▶ **Work to be completed**:
For this exercise, transcribe all the records below exactly.

Data items:
▼

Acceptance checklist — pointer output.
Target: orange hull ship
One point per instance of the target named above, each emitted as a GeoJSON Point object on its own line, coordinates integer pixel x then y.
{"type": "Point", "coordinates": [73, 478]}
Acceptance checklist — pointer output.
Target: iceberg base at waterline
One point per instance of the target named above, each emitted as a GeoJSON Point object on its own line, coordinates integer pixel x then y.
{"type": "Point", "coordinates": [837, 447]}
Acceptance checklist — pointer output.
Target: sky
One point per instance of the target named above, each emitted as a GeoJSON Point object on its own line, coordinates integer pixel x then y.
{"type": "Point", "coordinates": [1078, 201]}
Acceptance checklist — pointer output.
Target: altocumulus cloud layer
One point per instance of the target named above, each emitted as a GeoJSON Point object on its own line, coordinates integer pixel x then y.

▲

▶ **Task response**:
Acceptance checklist — pointer output.
Target: orange hull ship
One point per instance of the target named above, each emitted as a GeoJSON Point object on its own line, coordinates integer pixel x then y.
{"type": "Point", "coordinates": [73, 478]}
Acceptance checklist — pointer output.
Target: iceberg base at waterline
One point per instance of the target named above, each emitted as a GeoJSON Point object on its own line, coordinates integer pixel x then y.
{"type": "Point", "coordinates": [837, 447]}
Acceptance checklist — pointer output.
Target: sky
One point per instance of the target named above, each emitted as a GeoJSON Point object on its own line, coordinates integer pixel x then y.
{"type": "Point", "coordinates": [1078, 201]}
Acceptance checklist — pointer output.
Target: altocumulus cloud layer
One point per instance of the target named above, each emitted as a GeoJSON Point object on its own line, coordinates integer pixel x then y.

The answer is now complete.